**Extrait choisi**

━━━━━━━━━━

L' ARCHIPEL DES COMORES, UNE MINE D'INFORMATION HISTORIQUE ET ARCHÉOLOGIQUE À TENIR COMPTE SUR LE PEUPLEMENT DES ÎLES : LE CAS DES SITES ARCHÉOLOGIQUES DE MOHORO (Comores, Badjini-Est, Itsahidi) ENTRE TYPOLOGIE, CARACTÉRISTIQUES ET INTERPRÉTATIONS DES DONNÉES ARCHÉOLOGIQUES RETENUES


  N.B : Pour éviter la violation de nos données en cours d'étude, nous avons décidé de ne pas insérer des illustrations en appui dans ce présent article. 


   Situé géographiquement à l'entrée du canal de Mozambique, entre l'Afrique continentale et la grande île de Madagascar, l'archipel des Comores est connu par sa population mixte (bantou, arabo-persique, asiatique, etc.) très ancienne. Cette dernière est due à son histoire du peuplement très reculée avant l'arrivée des européens. Les différents traits socioculturels évoquant l'ancienneté du peuplement de l'archipel sont aujourd'hui identifiables dans certaines villes dites "Cités-mères" qui prennent le statut socioculturel des "villes anciennes"["Midji ya Aswili" en langue comorienne]. Ces différents traits socioculturels témoignent l'origine et l'ancienneté du peuplement de l'archipel des Comores.

━━━━━━━━━━

**À faire**
1 - Pouvez-vous recopier fidèlement le passage de l'extrait sur les Comores compris entre « N.B : Pour éviter la violation » et « ce présent article. », bornes incluses ?
2 - Pouvez-vous réécrire sous forme de liste le paragraphe de l'extrait sur les Comores qui commence par « Situé géographiquement à l'entrée du canal de Mozambique », en conservant ses faits principaux ?
3 - Comment résumer l'extrait sur les Comores en deux phrases ?

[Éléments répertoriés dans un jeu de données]
━━━━━━━━━━

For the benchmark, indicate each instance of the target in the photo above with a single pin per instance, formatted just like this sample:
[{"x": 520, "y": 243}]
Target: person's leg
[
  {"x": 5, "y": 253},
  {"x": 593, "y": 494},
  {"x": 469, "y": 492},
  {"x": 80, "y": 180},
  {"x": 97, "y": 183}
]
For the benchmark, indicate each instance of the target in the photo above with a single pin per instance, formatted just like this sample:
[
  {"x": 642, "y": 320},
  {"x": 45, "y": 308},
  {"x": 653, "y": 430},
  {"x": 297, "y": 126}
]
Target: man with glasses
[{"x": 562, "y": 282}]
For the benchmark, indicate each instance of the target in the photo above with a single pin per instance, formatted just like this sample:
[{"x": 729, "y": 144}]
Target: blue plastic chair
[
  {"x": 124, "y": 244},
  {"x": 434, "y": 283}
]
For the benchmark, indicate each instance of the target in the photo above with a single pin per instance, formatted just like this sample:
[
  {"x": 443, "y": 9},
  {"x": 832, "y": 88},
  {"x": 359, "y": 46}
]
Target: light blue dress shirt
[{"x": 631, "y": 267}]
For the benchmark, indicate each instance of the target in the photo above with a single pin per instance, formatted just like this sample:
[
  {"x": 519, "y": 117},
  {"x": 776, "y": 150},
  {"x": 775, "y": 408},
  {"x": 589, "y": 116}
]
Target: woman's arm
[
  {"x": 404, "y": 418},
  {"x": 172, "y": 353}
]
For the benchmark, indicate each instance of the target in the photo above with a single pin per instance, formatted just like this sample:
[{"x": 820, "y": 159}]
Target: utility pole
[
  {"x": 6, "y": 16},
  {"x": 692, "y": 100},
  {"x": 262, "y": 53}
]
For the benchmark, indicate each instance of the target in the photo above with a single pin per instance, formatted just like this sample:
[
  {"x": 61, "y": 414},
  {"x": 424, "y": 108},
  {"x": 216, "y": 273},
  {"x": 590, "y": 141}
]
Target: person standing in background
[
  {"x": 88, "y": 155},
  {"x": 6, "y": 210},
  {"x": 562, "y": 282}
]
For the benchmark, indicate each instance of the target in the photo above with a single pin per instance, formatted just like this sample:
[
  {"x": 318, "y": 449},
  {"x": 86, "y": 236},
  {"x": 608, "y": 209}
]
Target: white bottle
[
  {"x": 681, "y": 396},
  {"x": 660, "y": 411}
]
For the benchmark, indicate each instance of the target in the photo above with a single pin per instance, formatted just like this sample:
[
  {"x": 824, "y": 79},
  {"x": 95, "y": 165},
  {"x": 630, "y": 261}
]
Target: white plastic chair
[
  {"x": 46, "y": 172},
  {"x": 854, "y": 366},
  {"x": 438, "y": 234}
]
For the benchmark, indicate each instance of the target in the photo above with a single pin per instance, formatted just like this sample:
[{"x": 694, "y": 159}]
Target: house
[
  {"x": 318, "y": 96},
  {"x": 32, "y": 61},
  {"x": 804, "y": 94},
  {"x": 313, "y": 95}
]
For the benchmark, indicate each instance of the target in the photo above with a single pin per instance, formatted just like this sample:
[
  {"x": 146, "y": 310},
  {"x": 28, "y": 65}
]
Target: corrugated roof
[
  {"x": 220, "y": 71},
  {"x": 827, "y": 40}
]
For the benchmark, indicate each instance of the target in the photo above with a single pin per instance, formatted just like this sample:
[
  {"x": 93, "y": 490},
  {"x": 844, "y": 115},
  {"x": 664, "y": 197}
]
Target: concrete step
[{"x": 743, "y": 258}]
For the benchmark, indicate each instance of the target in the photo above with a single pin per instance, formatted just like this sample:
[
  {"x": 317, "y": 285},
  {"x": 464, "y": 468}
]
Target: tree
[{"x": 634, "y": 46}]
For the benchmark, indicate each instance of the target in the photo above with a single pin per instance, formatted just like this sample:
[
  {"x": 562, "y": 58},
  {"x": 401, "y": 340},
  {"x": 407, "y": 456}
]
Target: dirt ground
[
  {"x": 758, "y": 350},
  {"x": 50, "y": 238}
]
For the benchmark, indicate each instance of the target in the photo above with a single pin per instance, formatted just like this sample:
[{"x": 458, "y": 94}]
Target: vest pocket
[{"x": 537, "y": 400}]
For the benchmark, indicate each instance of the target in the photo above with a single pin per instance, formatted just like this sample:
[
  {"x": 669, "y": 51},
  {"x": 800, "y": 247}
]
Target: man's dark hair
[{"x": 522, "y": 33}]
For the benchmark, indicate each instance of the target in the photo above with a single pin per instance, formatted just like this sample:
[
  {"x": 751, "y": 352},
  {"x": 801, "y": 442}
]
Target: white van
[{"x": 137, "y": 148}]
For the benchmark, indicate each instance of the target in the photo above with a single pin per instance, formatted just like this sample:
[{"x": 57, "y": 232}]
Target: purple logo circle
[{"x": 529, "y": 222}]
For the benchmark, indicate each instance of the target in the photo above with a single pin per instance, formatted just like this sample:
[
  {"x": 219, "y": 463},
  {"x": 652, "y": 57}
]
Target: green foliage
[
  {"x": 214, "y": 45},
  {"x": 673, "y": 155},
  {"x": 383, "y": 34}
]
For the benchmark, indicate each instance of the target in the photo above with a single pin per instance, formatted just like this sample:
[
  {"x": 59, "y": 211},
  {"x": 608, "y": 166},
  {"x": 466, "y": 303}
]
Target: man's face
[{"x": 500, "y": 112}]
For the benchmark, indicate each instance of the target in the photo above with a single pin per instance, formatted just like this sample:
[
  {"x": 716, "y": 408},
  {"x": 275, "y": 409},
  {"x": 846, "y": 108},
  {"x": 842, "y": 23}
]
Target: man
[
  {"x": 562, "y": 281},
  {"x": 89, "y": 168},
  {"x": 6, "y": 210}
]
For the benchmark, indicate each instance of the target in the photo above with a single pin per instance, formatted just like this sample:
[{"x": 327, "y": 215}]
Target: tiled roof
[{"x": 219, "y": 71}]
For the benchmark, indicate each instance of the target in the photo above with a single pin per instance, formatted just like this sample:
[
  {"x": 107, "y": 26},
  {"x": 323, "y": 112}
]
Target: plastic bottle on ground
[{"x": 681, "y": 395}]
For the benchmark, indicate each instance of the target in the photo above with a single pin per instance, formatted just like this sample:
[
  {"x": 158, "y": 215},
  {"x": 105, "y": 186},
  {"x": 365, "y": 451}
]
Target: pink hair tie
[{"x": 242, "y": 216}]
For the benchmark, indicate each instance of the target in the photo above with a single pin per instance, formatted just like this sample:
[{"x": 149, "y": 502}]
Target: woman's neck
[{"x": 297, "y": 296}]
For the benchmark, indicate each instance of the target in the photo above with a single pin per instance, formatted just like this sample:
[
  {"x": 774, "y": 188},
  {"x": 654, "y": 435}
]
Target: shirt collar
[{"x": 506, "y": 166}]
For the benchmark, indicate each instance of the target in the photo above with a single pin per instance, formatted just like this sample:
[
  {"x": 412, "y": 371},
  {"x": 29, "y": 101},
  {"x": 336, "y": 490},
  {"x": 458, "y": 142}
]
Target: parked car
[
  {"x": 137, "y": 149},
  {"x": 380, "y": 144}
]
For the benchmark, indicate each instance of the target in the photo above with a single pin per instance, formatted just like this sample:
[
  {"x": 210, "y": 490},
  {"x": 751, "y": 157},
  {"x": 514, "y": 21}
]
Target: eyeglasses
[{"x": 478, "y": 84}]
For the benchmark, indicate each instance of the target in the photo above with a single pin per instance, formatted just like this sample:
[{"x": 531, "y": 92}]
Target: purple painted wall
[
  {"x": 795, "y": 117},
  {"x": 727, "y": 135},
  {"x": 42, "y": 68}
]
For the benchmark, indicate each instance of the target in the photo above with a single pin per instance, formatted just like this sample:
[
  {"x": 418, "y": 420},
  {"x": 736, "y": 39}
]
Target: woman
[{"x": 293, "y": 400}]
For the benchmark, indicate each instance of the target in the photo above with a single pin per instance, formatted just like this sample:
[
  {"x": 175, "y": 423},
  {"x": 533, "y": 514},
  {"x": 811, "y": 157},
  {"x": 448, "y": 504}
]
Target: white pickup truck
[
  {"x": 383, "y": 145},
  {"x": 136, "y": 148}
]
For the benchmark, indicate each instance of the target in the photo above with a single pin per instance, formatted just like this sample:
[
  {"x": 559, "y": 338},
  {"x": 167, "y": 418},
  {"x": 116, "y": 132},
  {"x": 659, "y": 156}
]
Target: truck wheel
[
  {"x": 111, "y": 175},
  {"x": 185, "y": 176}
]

━━━━━━━━━━

**Exercice corrigé**
1 -
N.B : Pour éviter la violation de nos données en cours d'étude, nous avons décidé de ne pas insérer des illustrations en appui dans ce présent article.

2 -
- L'archipel des Comores se situe à l'entrée du canal de Mozambique, entre l'Afrique continentale et Madagascar.
- Il est connu pour sa population mixte (bantou, arabo-persique, asiatique, etc.) très ancienne.
- Cette population s'explique par un peuplement très reculé, antérieur à l'arrivée des Européens.
- Des traits socioculturels évoquant cette ancienneté sont identifiables dans certaines « Cités-mères », qui ont le statut de « villes anciennes » (« Midji ya Aswili » en comorien).
- Ces traits témoignent de l'origine et de l'ancienneté du peuplement de l'archipel.

3 - Situé à l'entrée du canal de Mozambique, l'archipel des Comores est connu pour sa population mixte très ancienne, issue d'un peuplement antérieur à l'arrivée des Européens. Des traits socioculturels identifiables dans les « Cités-mères », ou « villes anciennes », témoignent de l'origine et de l'ancienneté de ce peuplement.